→ EXERCISE
Reproduce the material from its start through the line containing "[323,185,404,304]", inclusive, replacing "cypress tree" with "juniper tree" and leaving everything else unchanged.

→ THE RECORDS
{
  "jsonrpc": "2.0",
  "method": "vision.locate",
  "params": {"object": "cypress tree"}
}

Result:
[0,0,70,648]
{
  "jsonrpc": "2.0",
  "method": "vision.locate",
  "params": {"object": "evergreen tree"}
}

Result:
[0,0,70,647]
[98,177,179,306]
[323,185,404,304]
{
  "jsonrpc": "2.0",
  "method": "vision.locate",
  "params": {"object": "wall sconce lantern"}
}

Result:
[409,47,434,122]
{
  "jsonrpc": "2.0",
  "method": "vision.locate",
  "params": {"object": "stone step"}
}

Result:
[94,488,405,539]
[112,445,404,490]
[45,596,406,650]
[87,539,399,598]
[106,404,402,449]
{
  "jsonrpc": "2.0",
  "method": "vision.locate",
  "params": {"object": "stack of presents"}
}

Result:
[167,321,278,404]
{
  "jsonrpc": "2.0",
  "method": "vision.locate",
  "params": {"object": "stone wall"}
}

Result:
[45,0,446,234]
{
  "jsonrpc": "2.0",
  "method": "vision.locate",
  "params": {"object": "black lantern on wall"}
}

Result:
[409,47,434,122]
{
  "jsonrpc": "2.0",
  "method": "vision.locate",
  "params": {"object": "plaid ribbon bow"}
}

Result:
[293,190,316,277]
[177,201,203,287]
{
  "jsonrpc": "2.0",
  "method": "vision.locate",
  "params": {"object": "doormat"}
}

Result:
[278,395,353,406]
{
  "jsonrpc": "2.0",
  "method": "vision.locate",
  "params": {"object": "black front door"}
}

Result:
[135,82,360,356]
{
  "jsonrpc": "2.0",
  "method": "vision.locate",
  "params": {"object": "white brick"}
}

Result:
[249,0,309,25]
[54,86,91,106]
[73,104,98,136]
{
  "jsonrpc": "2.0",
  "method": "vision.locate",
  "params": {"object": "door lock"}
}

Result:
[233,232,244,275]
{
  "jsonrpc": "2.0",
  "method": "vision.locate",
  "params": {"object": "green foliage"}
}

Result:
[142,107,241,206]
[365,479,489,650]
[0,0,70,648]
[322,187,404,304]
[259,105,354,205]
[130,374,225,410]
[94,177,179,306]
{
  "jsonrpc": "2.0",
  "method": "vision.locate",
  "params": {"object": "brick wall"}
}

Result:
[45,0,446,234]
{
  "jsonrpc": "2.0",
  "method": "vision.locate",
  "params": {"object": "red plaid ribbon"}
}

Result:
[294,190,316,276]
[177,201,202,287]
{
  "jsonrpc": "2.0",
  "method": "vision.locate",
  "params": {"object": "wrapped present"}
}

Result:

→ RESULT
{
  "jsonrpc": "2.0",
  "method": "vision.locate",
  "params": {"object": "juniper tree"}
}

Result:
[0,0,70,648]
{
  "jsonrpc": "2.0",
  "method": "vision.locate",
  "params": {"object": "evergreen tree"}
}

Result:
[0,0,70,647]
[98,177,179,306]
[323,185,404,304]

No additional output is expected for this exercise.